§ GIVEN INFORMATION
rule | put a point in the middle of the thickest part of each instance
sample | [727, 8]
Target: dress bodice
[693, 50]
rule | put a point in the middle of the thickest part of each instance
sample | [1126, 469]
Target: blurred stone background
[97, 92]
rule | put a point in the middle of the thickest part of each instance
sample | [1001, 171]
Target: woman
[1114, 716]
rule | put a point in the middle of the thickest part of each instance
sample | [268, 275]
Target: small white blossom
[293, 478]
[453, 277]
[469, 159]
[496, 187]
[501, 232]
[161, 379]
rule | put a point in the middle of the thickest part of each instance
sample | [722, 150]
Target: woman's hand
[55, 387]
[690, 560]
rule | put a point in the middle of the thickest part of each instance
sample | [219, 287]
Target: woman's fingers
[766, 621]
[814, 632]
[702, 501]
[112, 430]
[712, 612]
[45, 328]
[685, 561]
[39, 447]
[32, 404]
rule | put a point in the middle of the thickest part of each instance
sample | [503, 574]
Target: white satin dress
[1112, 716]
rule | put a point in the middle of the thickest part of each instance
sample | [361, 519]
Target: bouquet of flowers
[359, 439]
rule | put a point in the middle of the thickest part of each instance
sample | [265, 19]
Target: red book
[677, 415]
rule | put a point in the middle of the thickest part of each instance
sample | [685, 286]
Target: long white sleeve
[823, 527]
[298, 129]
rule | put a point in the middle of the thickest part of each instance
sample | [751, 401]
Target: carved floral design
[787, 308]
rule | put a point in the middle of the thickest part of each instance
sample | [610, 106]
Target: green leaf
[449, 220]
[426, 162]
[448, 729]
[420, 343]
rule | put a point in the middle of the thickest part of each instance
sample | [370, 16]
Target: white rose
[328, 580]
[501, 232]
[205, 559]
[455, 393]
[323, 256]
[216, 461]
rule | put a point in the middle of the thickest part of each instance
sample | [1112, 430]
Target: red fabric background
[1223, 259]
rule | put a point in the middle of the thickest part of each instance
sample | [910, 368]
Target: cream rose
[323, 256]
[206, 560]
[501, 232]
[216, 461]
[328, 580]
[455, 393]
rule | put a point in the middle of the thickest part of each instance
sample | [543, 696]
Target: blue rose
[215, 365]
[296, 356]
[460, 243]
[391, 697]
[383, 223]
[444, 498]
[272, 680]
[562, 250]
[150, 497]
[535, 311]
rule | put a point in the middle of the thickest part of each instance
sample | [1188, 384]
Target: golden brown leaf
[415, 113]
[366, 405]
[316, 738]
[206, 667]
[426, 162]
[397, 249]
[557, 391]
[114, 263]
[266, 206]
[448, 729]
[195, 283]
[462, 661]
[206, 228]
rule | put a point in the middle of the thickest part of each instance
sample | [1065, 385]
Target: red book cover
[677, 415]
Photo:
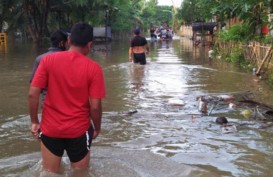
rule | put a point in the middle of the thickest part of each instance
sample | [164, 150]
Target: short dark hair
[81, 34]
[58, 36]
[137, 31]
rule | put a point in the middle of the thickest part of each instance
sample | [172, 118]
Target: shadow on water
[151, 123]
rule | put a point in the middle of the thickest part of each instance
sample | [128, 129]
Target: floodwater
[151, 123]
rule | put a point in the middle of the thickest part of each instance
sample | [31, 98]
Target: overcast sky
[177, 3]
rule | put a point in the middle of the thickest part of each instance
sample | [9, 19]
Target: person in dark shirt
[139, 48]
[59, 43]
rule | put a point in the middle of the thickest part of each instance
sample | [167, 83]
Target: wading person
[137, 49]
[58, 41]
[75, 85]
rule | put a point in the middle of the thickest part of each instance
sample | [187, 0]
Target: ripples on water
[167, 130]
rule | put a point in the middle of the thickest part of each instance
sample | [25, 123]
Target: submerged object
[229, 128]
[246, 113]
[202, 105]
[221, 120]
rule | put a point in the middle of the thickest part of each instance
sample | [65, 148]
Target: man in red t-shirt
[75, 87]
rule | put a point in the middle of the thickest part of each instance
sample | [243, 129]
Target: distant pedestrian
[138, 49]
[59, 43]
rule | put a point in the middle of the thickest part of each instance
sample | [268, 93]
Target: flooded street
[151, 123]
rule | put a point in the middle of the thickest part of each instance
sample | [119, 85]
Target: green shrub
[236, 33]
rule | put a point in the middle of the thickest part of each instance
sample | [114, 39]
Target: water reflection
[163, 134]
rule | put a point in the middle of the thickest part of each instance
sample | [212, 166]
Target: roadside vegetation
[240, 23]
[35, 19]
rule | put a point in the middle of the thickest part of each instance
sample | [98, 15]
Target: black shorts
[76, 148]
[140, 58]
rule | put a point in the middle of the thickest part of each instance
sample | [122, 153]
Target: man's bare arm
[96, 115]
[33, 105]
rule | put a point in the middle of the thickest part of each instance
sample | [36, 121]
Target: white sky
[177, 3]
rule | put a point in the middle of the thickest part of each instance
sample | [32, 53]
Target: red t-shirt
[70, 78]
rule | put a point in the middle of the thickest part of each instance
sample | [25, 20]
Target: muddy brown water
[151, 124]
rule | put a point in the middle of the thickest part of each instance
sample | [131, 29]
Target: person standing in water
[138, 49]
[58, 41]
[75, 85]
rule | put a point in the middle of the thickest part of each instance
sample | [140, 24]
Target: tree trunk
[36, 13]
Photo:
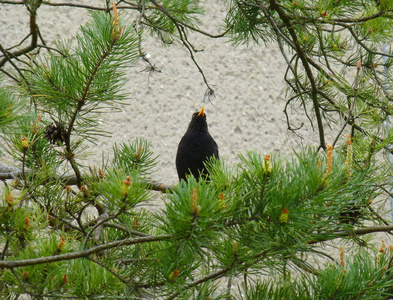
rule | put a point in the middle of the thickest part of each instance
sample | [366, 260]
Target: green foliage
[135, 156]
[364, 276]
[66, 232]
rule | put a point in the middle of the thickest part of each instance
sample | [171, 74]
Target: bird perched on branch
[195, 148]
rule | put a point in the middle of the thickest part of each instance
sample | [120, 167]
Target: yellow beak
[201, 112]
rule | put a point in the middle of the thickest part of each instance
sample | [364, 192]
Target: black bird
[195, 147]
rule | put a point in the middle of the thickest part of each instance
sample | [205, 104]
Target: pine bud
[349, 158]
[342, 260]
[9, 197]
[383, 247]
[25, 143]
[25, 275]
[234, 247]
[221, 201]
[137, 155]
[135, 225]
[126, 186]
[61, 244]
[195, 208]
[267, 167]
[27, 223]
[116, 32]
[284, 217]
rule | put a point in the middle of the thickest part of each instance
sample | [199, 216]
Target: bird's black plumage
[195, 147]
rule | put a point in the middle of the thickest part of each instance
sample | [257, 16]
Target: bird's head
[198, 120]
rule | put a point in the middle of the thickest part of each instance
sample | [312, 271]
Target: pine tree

--

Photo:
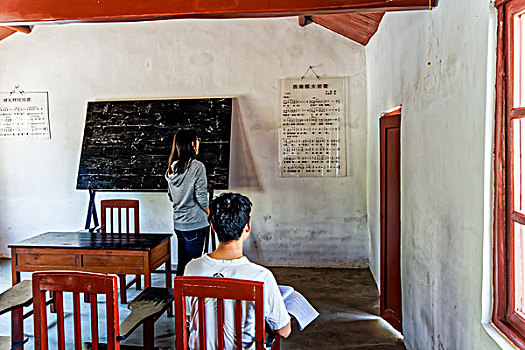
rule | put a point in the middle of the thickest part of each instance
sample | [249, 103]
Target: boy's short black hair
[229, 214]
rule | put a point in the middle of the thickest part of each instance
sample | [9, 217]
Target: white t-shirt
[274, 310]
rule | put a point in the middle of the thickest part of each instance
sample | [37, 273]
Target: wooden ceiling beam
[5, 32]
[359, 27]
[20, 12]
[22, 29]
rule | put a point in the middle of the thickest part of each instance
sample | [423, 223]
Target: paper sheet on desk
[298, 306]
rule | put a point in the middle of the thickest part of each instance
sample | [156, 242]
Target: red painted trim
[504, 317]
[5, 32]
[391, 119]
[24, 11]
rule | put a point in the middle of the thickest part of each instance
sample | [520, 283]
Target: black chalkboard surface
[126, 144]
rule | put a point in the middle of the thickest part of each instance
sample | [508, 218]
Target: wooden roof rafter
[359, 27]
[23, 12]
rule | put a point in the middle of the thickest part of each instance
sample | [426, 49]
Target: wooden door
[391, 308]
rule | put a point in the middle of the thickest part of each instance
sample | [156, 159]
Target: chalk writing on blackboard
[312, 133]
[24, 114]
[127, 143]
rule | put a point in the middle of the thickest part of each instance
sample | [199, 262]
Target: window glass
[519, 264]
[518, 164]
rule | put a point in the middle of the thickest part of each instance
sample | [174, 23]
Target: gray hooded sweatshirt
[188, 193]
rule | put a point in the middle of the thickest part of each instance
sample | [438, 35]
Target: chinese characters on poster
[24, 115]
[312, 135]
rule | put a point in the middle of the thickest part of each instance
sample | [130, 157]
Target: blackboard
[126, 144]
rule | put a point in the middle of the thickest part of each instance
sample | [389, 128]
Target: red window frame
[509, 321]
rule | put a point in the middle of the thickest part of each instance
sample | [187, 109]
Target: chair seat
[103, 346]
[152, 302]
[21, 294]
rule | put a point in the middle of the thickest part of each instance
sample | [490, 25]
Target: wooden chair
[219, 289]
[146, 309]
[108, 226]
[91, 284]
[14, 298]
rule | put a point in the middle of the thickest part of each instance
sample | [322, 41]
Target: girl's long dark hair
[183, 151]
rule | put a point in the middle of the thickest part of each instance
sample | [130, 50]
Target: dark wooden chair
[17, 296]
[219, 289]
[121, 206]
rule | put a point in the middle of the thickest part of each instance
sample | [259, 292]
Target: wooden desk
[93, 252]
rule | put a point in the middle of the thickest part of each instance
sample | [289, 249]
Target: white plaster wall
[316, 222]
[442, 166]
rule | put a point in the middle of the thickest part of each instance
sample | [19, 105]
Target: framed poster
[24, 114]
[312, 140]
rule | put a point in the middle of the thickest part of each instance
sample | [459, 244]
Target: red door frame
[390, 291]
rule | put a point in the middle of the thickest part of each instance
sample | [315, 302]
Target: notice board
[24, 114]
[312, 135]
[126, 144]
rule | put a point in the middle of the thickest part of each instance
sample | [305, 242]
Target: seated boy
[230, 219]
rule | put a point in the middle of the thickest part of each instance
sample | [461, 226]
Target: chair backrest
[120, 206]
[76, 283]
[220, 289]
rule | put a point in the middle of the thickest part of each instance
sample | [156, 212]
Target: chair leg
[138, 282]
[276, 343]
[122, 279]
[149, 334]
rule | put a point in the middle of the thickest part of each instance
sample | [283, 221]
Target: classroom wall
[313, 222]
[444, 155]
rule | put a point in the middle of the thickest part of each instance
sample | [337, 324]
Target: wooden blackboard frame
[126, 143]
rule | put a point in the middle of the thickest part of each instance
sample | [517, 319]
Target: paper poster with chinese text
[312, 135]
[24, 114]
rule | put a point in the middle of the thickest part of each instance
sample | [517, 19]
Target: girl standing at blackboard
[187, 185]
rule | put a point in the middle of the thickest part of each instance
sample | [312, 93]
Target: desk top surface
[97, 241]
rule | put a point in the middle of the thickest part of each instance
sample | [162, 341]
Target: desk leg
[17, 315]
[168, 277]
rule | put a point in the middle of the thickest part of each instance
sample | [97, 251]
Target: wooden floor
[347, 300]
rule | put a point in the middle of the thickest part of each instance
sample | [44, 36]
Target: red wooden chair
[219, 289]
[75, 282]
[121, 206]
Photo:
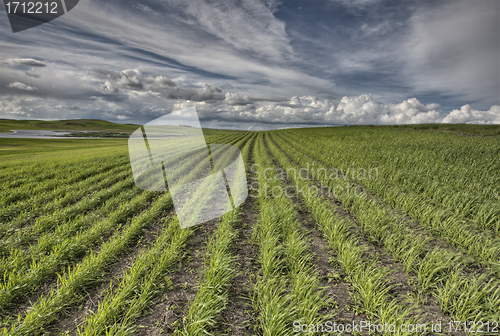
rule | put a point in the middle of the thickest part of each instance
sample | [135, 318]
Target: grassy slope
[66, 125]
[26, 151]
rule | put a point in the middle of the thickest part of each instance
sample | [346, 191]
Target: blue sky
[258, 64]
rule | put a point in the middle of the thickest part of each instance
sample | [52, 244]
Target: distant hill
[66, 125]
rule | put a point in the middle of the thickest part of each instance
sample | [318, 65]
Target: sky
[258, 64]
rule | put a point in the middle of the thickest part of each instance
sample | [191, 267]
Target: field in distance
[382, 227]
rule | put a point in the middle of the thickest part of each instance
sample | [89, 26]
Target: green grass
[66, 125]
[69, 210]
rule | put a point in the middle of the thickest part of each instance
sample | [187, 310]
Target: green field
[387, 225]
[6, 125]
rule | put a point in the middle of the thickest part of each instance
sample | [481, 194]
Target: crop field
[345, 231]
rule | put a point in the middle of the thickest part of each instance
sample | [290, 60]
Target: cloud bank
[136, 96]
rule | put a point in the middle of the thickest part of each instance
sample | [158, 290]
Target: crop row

§ YOUR TASK
Which lines in the items above contain the word "person"? Find each one and copy it in full.

§ FINISHED ANSWER
Target: person in dark shirt
Target: wading person
Target: person standing in water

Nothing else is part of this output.